# 文書セクション:
第一部(第1話〜第15話、含劇場版)

(最終更新 2007.2.16)

 とにかく非力であり、戦士として未熟という印象が濃い。
 敵にやられそうになっては、仲間に助けられることもたびたびである。
 しかしそれでもすぐに立ち上がり、格上の敵にもひるまず向かっていく勇敢さや、人々をいたわり平和を願うやさしい心など、精神面では最初から完成された戦士であったことが見て取れる。
 危険度の高く負担の大きい任務を進んで行おうとし、また仲間もそれを当然のことのように扱うが、それは彼女を一人前の戦士として認めているがゆえである。ただ彼女が非力なのは現実である以上、冷たいのではないかという印象を受けるときもある。
 ピンクのトレーナーと白のホットパンツ、白のブーツがこの時期の普段着。
 髪は後頭部中央で結び、肩までかかる長さ。結ぶ箇所と長さに変動はあっても、基本的に髪型は一年を通じて大きな変化はない。

1 暗黒科学の襲来

 「みんな、やってくれるね?」
 たったそれだけだった。
 体育館で新体操の練習をしているところに現われた、小学生くらいの女の子、あかね。彼女に連れられ、何も分からないままやってきた未来科学研究所の秘密基地で、桃園ミキは本郷博士から、他の4人の男たちとともに、自分が戦士に選ばれたことを告げられる。
 デスダークの攻撃によって、次々と炎上爆破される建造物。「なぜ自分が……」などと考える猶予すらなかった。「ようし、やってやろうじゃないか!」とノリノリの男性陣。そしてミキもまた突き動かされるかのように右腕を差し出し、ブレスレットを受け取った。ゴーグルピンクとして戦う使命と一緒に。
 初戦を勝利で飾り、基地に戻った戦士たちは待ちかまえるコンボイを一人ずつ高く抱きかかえて喜びを示す。その中、ミキだけはあかねを持ち上げられず、手を取り合って喜ぶだけ。それは、これから続くであろう長くて苦しい戦いが、彼女にとってはとりわけ辛いものになるであろうことを予兆しているかのようでもあった。
 あかねの持っていた写真では黒っぽいチェック模様の服、体育館では新体操のレオタード、基地に連れられたときは白いジャージ。戦いから戻ったときに初めて見られる普段着姿。

2 起て!未来の戦士

 今回は説明編。
 古代トルコでヒッタイト人が初めて鉄を発見したと思われる遺跡から、すでに槍や刀が出土してくるという事実が、デスダークという設定の下敷きになったのだろう。人類の文明の歴史は、そのまま兵器の発達の歴史でもあった。人類はすばらしい文明を築き上げる一方で、恐ろしい兵器を作り、数多くの文明を滅ぼしてもきた。
 本郷博士の口からは、未来科学とか暗黒科学とかいうものが存在するかのように語られるが、そうではなく、人類の築き上げてきた文明は、正の側面も負の側面も持っているものである。そして負の側面を担う科学を便宜的に暗黒科学と呼んでいる。
 そしてそれに対抗するために、正の側面である未来科学を担って戦うべく戦士として選ばれた者、それがゴーグルファイブなのであった。

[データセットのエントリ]
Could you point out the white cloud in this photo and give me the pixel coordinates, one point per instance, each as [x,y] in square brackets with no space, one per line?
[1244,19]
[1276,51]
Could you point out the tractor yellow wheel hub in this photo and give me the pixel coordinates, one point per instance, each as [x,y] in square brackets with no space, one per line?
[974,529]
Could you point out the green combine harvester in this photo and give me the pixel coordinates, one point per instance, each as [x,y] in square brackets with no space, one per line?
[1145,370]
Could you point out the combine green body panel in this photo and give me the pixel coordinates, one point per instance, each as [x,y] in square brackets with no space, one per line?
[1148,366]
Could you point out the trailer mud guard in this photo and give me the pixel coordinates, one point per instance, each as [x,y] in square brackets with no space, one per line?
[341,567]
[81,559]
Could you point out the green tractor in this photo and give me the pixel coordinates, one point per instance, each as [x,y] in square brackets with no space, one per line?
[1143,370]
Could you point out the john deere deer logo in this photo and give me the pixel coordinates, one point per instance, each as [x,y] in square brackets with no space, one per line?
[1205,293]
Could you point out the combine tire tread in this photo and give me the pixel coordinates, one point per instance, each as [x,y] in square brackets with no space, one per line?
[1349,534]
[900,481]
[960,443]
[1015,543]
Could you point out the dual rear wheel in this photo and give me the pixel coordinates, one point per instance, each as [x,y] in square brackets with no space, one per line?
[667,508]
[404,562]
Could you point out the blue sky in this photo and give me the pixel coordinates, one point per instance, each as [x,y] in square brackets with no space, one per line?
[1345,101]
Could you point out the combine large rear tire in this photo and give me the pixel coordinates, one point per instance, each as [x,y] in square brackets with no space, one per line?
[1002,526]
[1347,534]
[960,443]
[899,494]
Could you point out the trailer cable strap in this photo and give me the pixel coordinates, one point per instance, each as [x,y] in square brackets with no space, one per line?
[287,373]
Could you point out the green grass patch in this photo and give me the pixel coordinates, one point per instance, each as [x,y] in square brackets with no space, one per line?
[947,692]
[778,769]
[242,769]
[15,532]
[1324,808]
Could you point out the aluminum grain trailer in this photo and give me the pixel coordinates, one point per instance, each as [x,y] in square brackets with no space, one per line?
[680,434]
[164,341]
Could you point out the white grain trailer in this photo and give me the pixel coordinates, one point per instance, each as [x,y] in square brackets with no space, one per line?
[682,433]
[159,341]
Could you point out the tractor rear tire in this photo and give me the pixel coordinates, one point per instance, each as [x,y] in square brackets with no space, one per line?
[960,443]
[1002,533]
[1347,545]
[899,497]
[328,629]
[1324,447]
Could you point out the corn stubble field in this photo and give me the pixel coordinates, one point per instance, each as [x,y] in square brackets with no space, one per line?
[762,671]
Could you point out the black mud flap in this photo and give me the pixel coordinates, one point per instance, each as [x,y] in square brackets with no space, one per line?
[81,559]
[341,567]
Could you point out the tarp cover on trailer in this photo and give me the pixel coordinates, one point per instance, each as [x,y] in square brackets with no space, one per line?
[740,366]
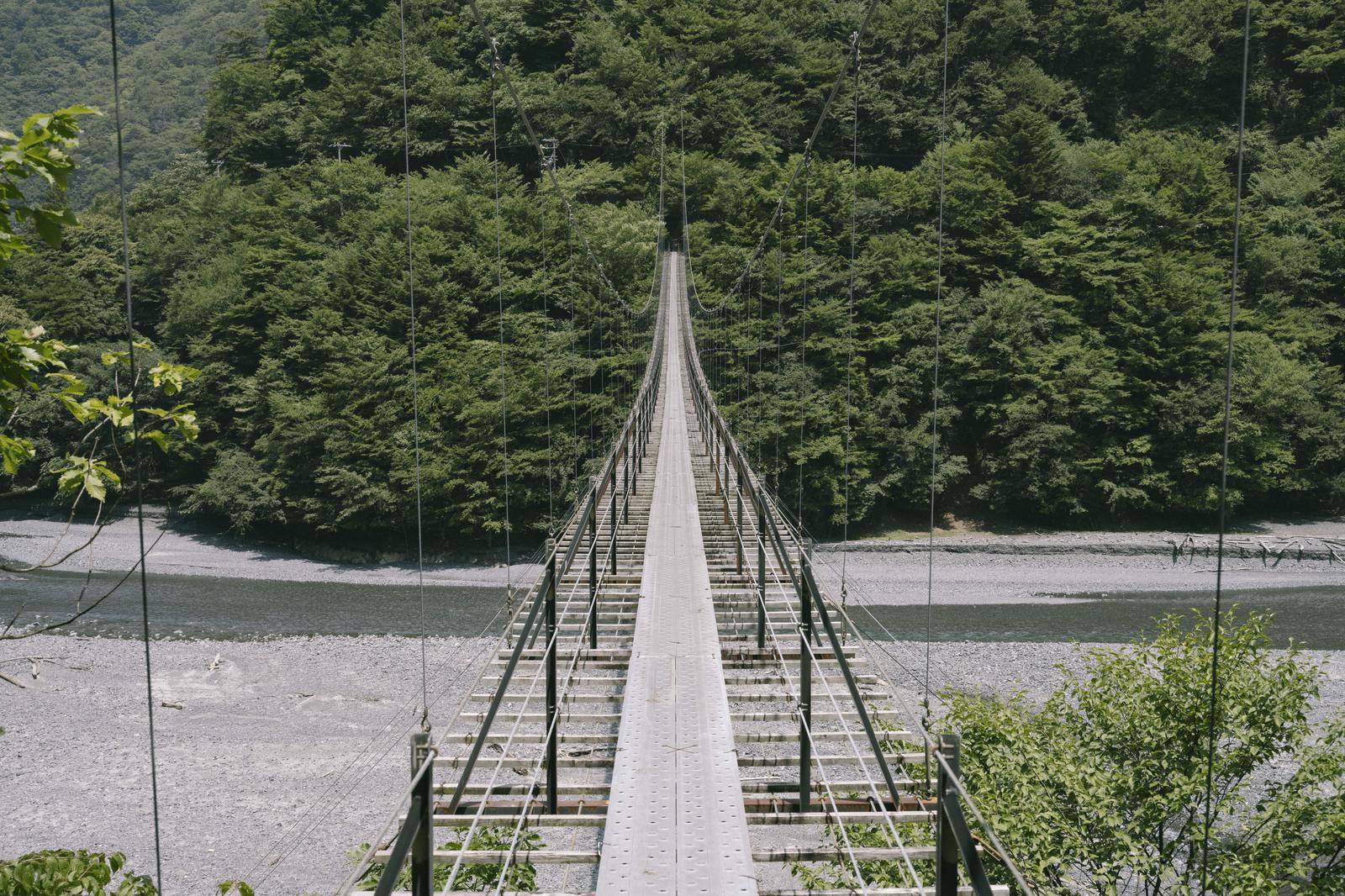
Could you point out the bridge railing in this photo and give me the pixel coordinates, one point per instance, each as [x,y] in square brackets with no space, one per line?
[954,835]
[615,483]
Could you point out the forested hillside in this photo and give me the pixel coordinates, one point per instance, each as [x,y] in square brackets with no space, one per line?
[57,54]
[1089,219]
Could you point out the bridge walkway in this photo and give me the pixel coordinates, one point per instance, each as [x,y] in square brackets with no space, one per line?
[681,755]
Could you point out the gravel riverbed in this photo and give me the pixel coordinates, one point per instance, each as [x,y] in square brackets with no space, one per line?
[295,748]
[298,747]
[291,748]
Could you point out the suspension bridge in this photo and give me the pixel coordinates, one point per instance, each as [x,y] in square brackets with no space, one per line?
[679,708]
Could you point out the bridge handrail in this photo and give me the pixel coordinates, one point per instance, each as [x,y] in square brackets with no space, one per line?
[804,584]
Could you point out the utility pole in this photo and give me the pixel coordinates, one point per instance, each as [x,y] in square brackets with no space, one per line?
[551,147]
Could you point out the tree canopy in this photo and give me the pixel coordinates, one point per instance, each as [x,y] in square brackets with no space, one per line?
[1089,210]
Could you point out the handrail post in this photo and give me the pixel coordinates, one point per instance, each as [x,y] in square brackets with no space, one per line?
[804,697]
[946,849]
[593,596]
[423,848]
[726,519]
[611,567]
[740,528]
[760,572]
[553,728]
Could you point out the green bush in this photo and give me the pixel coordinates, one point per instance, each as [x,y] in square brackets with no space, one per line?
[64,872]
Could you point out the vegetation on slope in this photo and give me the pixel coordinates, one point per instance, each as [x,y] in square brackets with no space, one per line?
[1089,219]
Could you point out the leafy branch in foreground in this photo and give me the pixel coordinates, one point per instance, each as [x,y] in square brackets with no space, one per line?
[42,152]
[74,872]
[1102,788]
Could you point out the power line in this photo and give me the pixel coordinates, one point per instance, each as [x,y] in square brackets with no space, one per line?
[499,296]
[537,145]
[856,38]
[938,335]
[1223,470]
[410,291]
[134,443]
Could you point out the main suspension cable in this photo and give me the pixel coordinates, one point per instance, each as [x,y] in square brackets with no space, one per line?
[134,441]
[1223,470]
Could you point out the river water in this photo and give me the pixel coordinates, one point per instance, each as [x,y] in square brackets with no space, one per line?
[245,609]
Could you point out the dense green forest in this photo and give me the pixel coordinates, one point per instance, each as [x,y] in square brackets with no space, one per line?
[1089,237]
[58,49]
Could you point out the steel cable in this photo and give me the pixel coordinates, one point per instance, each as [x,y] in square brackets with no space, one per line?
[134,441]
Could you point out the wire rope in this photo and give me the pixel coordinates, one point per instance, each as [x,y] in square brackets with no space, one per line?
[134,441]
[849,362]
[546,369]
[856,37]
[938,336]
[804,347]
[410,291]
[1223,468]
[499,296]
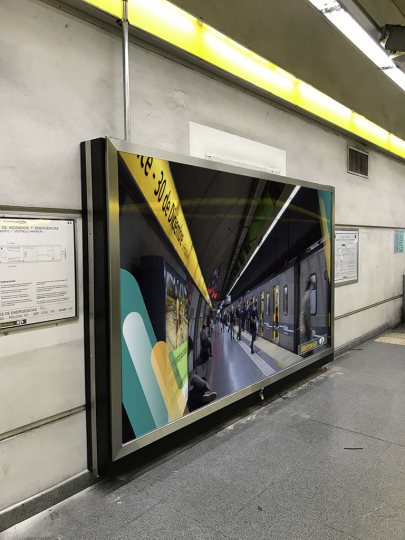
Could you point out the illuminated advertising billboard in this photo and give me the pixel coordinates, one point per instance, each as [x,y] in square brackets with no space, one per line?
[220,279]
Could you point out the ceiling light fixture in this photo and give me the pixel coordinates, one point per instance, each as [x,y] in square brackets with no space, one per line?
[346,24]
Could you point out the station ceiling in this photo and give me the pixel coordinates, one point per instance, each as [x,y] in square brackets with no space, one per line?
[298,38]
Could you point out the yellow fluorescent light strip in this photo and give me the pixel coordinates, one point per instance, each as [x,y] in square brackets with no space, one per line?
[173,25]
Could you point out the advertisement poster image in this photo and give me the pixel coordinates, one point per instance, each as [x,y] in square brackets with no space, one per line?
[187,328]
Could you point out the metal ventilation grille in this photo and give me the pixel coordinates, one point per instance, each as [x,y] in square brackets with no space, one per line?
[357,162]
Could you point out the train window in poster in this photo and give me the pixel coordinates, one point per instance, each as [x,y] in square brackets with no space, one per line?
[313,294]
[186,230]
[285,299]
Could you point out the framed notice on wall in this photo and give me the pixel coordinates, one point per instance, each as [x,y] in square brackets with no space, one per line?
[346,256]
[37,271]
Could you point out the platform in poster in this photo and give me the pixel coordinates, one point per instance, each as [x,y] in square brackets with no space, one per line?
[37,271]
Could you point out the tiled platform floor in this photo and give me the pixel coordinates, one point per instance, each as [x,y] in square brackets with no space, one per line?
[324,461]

# 練習問題:
上のゴーグルピンクの文章から、「しかしそれでもすぐに立ち上が」から「たったそれだけだった。」までを一字一句違えずに書き写してください。

# この問題の解答:
しかしそれでもすぐに立ち上がり、格上の敵にもひるまず向かっていく勇敢さや、人々をいたわり平和を願うやさしい心など、精神面では最初から完成された戦士であったことが見て取れる。
 危険度の高く負担の大きい任務を進んで行おうとし、また仲間もそれを当然のことのように扱うが、それは彼女を一人前の戦士として認めているがゆえである。ただ彼女が非力なのは現実である以上、冷たいのではないかという印象を受けるときもある。
 ピンクのトレーナーと白のホットパンツ、白のブーツがこの時期の普段着。
 髪は後頭部中央で結び、肩までかかる長さ。結ぶ箇所と長さに変動はあっても、基本的に髪型は一年を通じて大きな変化はない。

1 暗黒科学の襲来

 「みんな、やってくれるね?」
 たったそれだけだった。